## Given task
Reproduce the following material verbatim, starting at the beginning of the material and ending at the line containing "top-left (0, 211), bottom-right (600, 400)", with both ends included. Omit the pictures from your reproduction.

● ● ●

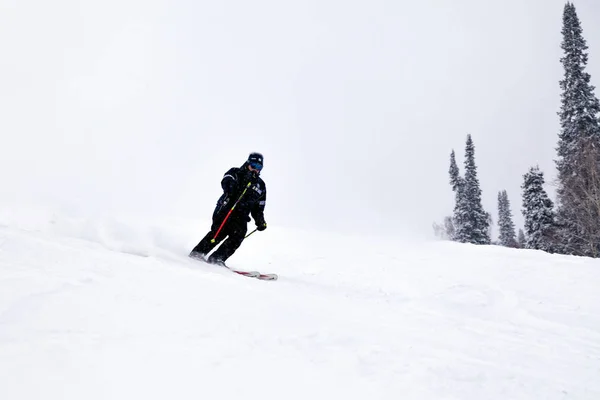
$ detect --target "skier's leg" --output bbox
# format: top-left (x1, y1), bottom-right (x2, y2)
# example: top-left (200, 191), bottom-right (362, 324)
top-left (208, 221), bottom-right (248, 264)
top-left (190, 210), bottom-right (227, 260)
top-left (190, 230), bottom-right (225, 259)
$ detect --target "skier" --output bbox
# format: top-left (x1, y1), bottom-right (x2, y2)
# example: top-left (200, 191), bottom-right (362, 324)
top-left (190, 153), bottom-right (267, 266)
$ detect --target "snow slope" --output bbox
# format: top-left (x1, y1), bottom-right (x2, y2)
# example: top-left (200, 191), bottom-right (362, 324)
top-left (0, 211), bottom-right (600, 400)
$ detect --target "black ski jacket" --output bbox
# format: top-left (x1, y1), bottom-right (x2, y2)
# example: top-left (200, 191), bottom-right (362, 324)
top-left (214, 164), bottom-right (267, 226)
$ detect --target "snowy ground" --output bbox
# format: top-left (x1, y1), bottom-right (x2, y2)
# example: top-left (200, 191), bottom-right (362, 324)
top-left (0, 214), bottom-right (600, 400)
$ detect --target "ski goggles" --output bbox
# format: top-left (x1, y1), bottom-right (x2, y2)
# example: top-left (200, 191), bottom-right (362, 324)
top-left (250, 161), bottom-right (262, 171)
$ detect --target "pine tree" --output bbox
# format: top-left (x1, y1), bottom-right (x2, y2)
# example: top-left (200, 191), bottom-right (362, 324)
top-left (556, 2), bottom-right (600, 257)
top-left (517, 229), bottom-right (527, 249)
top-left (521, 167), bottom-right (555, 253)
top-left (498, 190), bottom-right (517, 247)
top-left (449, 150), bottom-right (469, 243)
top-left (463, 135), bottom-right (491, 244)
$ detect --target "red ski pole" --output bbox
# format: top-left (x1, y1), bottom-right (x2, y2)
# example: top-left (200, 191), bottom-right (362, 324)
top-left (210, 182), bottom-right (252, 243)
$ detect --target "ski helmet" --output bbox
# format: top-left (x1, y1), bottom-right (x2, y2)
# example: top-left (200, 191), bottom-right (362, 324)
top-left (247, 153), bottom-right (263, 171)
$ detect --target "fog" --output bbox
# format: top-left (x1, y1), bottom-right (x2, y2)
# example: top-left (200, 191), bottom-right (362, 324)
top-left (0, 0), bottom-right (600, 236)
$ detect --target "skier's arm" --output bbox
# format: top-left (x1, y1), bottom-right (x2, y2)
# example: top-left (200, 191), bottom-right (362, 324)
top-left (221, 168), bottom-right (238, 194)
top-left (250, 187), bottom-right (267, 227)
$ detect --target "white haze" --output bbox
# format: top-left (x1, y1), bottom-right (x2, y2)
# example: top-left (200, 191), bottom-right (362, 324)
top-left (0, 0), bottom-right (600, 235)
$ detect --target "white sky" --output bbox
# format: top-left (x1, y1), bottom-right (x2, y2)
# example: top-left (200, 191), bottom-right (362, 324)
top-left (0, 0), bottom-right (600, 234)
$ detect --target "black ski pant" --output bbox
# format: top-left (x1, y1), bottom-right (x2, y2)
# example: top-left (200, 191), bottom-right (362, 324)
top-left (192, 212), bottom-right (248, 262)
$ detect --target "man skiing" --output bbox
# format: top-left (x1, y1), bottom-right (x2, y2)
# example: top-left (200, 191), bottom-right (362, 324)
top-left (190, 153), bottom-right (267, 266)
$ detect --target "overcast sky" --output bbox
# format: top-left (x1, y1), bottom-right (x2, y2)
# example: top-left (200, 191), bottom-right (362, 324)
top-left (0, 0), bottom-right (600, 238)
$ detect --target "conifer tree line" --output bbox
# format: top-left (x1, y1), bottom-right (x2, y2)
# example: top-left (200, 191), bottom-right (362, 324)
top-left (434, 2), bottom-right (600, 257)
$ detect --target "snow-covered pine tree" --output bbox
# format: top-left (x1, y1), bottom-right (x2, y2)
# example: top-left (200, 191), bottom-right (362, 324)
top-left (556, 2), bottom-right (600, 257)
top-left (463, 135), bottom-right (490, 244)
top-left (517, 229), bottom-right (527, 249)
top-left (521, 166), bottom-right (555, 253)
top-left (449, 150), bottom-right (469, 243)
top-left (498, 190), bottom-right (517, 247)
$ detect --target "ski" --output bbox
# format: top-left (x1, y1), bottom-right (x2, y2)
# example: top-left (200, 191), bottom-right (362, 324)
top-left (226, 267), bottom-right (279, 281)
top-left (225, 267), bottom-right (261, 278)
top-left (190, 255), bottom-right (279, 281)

● ● ●

## The response
$ detect --target "skier's leg" --output bbox
# format: top-left (x1, y1), bottom-right (x2, y2)
# example: top-left (200, 191), bottom-right (362, 324)
top-left (208, 221), bottom-right (248, 264)
top-left (190, 210), bottom-right (227, 260)
top-left (190, 230), bottom-right (225, 259)
$ detect --target "skier" --output bbox
# format: top-left (x1, y1), bottom-right (x2, y2)
# example: top-left (200, 191), bottom-right (362, 324)
top-left (190, 153), bottom-right (267, 266)
$ detect --target "snow slope" --output bbox
# format: top-left (x1, y1), bottom-right (x2, y2)
# example: top-left (200, 191), bottom-right (362, 324)
top-left (0, 211), bottom-right (600, 400)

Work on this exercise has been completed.